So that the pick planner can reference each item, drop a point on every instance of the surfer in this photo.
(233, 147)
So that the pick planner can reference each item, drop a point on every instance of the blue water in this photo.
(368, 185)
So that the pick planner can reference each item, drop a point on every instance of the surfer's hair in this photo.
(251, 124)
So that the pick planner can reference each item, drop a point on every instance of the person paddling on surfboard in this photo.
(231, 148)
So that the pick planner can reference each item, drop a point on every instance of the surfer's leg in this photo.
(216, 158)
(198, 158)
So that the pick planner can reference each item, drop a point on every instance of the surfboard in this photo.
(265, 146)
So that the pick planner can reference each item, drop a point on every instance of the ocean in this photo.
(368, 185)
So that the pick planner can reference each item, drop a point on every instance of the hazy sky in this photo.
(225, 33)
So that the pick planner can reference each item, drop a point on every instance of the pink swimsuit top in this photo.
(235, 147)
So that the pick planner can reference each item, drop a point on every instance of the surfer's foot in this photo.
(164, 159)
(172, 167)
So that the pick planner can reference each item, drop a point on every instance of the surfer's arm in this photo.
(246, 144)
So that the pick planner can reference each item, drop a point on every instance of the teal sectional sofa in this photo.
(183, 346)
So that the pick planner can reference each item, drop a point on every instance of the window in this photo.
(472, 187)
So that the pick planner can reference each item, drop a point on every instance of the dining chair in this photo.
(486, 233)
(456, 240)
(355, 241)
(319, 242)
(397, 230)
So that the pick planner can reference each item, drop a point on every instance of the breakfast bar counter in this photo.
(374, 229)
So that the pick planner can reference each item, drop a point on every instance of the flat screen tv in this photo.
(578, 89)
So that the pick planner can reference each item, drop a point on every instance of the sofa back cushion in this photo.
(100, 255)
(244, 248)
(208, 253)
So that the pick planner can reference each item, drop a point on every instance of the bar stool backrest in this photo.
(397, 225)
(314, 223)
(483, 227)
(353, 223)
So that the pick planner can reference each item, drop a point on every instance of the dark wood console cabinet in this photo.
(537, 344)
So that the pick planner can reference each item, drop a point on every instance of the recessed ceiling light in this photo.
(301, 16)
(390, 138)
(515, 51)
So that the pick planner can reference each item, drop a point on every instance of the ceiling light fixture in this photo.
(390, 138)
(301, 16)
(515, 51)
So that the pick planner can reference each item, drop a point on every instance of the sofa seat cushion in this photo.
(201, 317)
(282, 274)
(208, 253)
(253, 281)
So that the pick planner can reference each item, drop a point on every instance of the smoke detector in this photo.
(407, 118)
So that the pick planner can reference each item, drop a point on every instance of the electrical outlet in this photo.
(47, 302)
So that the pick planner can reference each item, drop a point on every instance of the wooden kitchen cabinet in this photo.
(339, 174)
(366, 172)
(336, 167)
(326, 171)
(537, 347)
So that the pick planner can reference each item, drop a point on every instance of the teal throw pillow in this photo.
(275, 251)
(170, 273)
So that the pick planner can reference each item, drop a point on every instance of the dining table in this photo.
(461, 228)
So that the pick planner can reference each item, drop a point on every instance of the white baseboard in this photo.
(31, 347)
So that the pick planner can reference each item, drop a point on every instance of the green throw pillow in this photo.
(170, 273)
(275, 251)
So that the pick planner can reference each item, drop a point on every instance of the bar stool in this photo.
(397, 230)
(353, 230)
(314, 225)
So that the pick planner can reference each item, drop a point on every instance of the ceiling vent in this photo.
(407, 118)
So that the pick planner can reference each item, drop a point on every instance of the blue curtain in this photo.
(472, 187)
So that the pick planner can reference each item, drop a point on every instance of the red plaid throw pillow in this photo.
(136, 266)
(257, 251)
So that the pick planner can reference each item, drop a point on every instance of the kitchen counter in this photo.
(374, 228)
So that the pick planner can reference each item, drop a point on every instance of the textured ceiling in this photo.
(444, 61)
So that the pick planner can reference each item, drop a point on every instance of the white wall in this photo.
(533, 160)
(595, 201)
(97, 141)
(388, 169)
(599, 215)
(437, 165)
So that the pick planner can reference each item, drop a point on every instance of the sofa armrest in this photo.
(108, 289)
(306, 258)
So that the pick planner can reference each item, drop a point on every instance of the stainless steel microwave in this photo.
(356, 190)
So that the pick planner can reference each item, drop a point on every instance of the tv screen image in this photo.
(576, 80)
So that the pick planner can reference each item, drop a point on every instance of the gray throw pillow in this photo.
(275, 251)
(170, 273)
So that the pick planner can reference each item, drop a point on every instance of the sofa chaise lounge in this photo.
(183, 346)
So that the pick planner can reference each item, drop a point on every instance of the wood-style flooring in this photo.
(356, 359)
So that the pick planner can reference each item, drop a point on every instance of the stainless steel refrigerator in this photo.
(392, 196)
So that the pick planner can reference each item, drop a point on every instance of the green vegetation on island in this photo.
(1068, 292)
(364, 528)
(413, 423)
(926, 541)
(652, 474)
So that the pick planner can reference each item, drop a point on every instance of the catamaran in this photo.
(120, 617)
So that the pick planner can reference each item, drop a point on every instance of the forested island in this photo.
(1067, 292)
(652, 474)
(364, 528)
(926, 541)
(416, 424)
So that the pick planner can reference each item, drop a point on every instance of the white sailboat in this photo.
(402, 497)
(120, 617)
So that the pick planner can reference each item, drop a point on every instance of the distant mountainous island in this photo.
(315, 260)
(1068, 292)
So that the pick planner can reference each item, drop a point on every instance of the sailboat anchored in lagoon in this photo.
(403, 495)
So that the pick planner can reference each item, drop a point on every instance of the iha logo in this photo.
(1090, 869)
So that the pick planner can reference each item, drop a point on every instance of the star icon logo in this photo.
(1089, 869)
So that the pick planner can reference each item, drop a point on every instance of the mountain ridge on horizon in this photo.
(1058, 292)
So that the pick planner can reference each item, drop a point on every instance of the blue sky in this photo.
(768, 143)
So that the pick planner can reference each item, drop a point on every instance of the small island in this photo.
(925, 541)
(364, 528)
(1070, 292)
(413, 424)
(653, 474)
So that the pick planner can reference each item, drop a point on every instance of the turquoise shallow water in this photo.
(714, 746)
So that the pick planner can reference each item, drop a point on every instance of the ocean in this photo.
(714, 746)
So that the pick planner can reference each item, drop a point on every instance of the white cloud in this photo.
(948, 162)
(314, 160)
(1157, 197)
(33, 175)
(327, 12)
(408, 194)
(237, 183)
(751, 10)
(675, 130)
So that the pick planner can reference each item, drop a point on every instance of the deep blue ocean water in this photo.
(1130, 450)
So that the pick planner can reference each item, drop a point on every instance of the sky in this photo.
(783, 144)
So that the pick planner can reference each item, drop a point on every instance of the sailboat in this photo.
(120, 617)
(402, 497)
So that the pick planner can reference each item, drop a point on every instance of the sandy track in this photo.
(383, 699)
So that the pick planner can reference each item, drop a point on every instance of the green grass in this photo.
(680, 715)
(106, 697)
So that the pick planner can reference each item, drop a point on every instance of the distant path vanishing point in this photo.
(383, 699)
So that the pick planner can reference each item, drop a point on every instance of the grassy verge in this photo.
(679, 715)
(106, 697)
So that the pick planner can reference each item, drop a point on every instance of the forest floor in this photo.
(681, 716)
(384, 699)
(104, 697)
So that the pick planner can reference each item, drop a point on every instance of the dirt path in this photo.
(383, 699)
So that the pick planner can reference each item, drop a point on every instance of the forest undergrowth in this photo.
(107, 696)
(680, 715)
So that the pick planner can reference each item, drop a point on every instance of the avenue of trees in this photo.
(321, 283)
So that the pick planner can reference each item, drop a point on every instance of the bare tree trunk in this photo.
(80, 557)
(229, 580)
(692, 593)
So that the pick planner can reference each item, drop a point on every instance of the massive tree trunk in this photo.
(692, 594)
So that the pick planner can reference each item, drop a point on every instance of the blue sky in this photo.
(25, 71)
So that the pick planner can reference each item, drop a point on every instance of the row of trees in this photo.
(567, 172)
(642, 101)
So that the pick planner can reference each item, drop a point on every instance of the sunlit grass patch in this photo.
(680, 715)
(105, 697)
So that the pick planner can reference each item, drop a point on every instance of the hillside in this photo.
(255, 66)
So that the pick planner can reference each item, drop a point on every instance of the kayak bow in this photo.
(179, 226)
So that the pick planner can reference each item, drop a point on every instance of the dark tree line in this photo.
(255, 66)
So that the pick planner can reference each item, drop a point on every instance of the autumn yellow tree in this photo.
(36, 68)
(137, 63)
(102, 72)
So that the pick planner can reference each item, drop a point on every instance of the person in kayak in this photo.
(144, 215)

···

EXERCISE PROMPT.
Only the lines from the one containing "massive tree trunk in this photo." through the end of the material should be reproduced, exactly, with both ends included.

RESULT BELOW.
So that the pick planner can reference each item, drop a point on every instance of the massive tree trunk in this photo.
(692, 594)
So that the pick planner can reference each item, drop a point on every instance of the blue sky in this photo.
(25, 71)
So that the pick planner can reference each item, drop a point on every instance of the row of trees in this photo.
(567, 172)
(642, 101)
So that the pick planner can reference each item, drop a point on every instance of the sunlit grass patch in this photo.
(680, 715)
(105, 697)
So that the pick planner can reference each item, drop a point on every instance of the hillside in this photo.
(255, 66)
So that the pick planner can reference each item, drop a point on every instance of the kayak bow in this photo.
(179, 226)
So that the pick planner can reference each item, drop a point on every instance of the dark tree line in this photo.
(255, 66)
So that the pick planner can reference each item, drop a point on every instance of the autumn yellow tree in this photo.
(36, 68)
(137, 63)
(102, 72)
So that the pick planner can reference each item, drop a point on every instance of the person in kayak in this photo.
(144, 215)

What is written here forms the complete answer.